LIST OF TASKS:
A – In the objtool patch note, how many insertions and deletions are reported?
B – Using the objtool patch note, explain how the "After" form differs from the "Before" form and what reason the note gives for the change.

SOURCE TEXT:
-.-.-
This makes it easier to see them and differentiate from other code.
Before:
-------
911:
.pushsection .discard.annotate_insn,"M",@progbits,8
.long 911b - .
.long 1
.popsection
After:
------
# <ANNOTATE_NOENDBR>
911: .pushsection .discard.annotate_insn,"M",@progbits,8; .long 911b - .; .long 1; .popsection
# </ANNOTATE_NOENDBR>
Signed-off-by: Josh Poimboeuf <jpoimboe@kernel.org>
---
include/linux/objtool.h | 97 ++++++++++++++++++++---------------------
1 file changed, 47 insertions(+), 50 deletions(-)
-.-.-
[Labeled shape records]
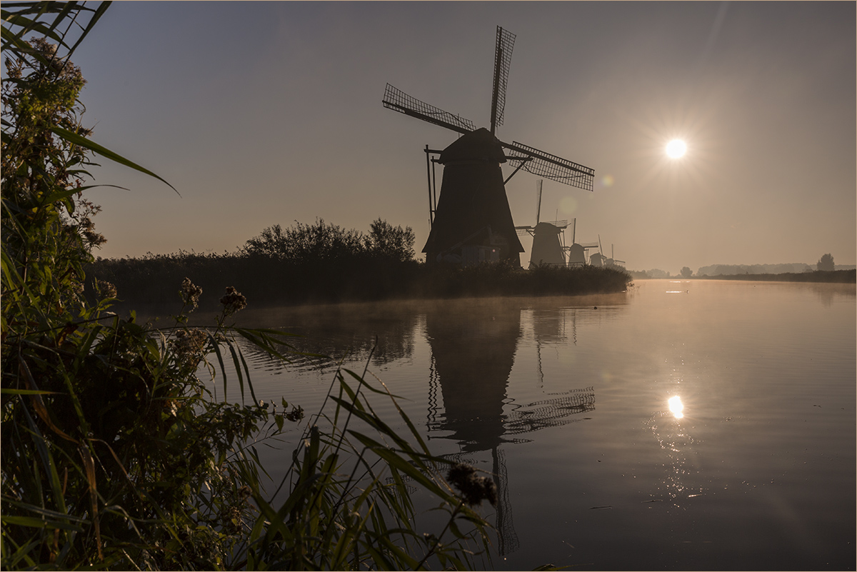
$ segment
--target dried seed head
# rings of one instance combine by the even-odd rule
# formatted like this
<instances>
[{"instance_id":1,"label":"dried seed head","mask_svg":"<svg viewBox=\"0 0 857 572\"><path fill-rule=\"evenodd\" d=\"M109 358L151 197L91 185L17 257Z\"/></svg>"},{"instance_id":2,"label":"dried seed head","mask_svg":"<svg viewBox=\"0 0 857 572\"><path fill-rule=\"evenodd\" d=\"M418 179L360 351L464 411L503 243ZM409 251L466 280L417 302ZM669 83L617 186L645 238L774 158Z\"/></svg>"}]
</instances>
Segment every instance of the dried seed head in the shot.
<instances>
[{"instance_id":1,"label":"dried seed head","mask_svg":"<svg viewBox=\"0 0 857 572\"><path fill-rule=\"evenodd\" d=\"M182 295L182 302L185 306L189 306L190 310L196 309L200 296L202 295L202 289L190 282L190 278L185 277L182 281L182 289L179 291Z\"/></svg>"},{"instance_id":2,"label":"dried seed head","mask_svg":"<svg viewBox=\"0 0 857 572\"><path fill-rule=\"evenodd\" d=\"M489 477L480 477L470 465L456 463L449 468L446 480L461 492L464 502L474 506L482 499L497 503L497 486Z\"/></svg>"},{"instance_id":3,"label":"dried seed head","mask_svg":"<svg viewBox=\"0 0 857 572\"><path fill-rule=\"evenodd\" d=\"M229 316L247 307L247 298L232 286L228 286L220 303L223 304L224 313Z\"/></svg>"}]
</instances>

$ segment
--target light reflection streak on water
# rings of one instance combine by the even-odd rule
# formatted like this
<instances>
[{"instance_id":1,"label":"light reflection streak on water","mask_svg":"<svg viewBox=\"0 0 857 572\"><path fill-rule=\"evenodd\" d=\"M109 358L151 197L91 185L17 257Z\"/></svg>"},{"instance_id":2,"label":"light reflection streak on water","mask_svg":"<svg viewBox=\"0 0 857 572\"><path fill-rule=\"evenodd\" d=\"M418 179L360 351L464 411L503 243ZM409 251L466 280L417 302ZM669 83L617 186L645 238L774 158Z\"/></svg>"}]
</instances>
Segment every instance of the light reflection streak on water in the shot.
<instances>
[{"instance_id":1,"label":"light reflection streak on water","mask_svg":"<svg viewBox=\"0 0 857 572\"><path fill-rule=\"evenodd\" d=\"M684 403L681 402L681 397L679 396L674 396L669 398L668 402L669 403L669 410L673 412L673 416L676 419L681 419L685 416L682 411L685 410Z\"/></svg>"},{"instance_id":2,"label":"light reflection streak on water","mask_svg":"<svg viewBox=\"0 0 857 572\"><path fill-rule=\"evenodd\" d=\"M681 507L679 499L698 497L704 489L693 486L688 481L698 473L693 458L696 455L696 442L687 433L687 423L684 418L684 404L680 396L674 396L667 402L669 411L659 411L649 420L649 426L657 440L658 445L666 453L668 462L663 464L665 474L657 487L658 493L673 501L676 507Z\"/></svg>"}]
</instances>

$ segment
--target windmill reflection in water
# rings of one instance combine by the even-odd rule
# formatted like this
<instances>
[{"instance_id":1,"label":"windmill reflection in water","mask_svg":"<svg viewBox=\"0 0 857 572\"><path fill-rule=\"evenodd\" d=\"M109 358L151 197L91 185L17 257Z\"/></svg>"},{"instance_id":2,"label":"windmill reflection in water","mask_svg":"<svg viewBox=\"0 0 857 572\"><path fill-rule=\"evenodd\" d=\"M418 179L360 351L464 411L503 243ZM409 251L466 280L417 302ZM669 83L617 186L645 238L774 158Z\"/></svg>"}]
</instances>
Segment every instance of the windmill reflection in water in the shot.
<instances>
[{"instance_id":1,"label":"windmill reflection in water","mask_svg":"<svg viewBox=\"0 0 857 572\"><path fill-rule=\"evenodd\" d=\"M447 456L460 462L475 464L472 457L476 453L491 451L491 472L498 490L498 548L500 555L506 555L518 549L518 540L500 445L526 443L530 440L525 438L527 433L583 420L572 416L595 409L595 393L592 387L587 387L526 404L515 403L506 388L522 334L521 308L474 301L466 312L467 319L461 319L460 312L443 306L426 314L426 337L432 352L428 437L456 441L459 452ZM555 324L553 332L545 331L544 325L535 327L534 324L536 343L541 337L559 337L560 323ZM554 324L548 325L549 329ZM541 382L541 363L538 375ZM442 411L439 397L442 397Z\"/></svg>"}]
</instances>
-.-.-
RESULTS OF THE TASKS:
A – 47 insertions and 50 deletions.

B – In the "After" form, the directives sit on one line after the 911: label, separated by semicolons. That line is enclosed by the comment lines # <ANNOTATE_NOENDBR> and # </ANNOTATE_NOENDBR>. The note says this makes the annotated lines easier to see and to differentiate from other code.